Location identification material:
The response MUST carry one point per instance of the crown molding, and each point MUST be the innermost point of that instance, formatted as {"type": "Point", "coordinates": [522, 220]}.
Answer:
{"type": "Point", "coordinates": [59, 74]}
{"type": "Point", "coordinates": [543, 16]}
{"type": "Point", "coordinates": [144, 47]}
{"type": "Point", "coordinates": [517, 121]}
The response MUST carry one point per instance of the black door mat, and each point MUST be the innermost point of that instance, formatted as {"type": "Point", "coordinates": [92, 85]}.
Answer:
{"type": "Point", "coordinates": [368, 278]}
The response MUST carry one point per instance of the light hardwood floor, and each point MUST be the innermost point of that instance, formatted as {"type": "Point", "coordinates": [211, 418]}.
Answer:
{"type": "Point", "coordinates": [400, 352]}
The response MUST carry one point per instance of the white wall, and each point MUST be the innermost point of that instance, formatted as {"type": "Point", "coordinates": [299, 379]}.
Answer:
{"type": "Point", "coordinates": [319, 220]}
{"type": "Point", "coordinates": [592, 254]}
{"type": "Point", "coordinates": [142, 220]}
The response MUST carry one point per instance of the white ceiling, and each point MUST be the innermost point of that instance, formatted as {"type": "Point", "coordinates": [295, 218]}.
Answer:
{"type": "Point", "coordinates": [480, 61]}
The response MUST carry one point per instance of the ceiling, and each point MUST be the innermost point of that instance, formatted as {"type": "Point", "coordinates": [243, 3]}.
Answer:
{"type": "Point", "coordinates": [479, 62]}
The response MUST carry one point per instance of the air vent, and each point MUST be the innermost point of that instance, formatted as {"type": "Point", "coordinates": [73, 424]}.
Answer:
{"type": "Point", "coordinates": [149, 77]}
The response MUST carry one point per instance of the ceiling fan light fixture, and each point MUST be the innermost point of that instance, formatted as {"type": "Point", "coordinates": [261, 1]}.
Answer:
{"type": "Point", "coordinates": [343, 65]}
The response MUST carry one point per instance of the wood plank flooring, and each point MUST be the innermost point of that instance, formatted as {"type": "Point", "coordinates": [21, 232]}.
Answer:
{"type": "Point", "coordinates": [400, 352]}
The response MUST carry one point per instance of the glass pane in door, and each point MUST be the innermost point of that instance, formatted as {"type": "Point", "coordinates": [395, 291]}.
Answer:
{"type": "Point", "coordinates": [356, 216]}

What is expected: Copy all of the material above, line for line and without a single change.

Answer in full:
The response MUST carry one point per instance of the crown molding, and each point MUST be the innermost point of that instance, formatted as {"type": "Point", "coordinates": [522, 220]}.
Answer:
{"type": "Point", "coordinates": [59, 74]}
{"type": "Point", "coordinates": [543, 16]}
{"type": "Point", "coordinates": [144, 47]}
{"type": "Point", "coordinates": [517, 121]}
The response MUST carry one point per instance of the black door mat, and each point MUST be the innermost point of that instance, formatted as {"type": "Point", "coordinates": [92, 85]}.
Answer:
{"type": "Point", "coordinates": [368, 278]}
The response MUST carry one point per instance of the light hardwood floor, and each point MUST be the innermost point of that instance, formatted as {"type": "Point", "coordinates": [211, 418]}.
Answer:
{"type": "Point", "coordinates": [400, 352]}
The response MUST carry one point per instance of the white wall, and each point MUST be the innermost point of that instance, formatted as {"type": "Point", "coordinates": [299, 379]}.
Answer:
{"type": "Point", "coordinates": [319, 220]}
{"type": "Point", "coordinates": [592, 254]}
{"type": "Point", "coordinates": [142, 220]}
The response MUST carry one point per instance of the white ceiling, and each point MUST be the innermost point of that instance, formatted as {"type": "Point", "coordinates": [295, 218]}.
Answer:
{"type": "Point", "coordinates": [480, 61]}
The response MUST carry one point per instance of the ceiling, and each point MUST be the innermost point of that instance, formatted as {"type": "Point", "coordinates": [243, 3]}.
Answer:
{"type": "Point", "coordinates": [479, 62]}
The response MUST carry one point per instance of the air vent, and each point MUST be the innermost point of that instance, formatted as {"type": "Point", "coordinates": [73, 424]}.
Answer:
{"type": "Point", "coordinates": [149, 77]}
The response MUST carry one point per instance of the ceiling fan light fixture, and each point MUST be the innermost point of that instance, formatted as {"type": "Point", "coordinates": [261, 1]}.
Answer:
{"type": "Point", "coordinates": [343, 65]}
The response MUST carry one point per instance of the wood plank flooring, and each point MUST be the innermost point of that instance, formatted as {"type": "Point", "coordinates": [21, 232]}.
Answer:
{"type": "Point", "coordinates": [400, 352]}
The response MUST carry one point per instance of the glass pane in door, and each point MUST be the innermost point of that instance, formatted as {"type": "Point", "coordinates": [395, 291]}.
Answer:
{"type": "Point", "coordinates": [356, 216]}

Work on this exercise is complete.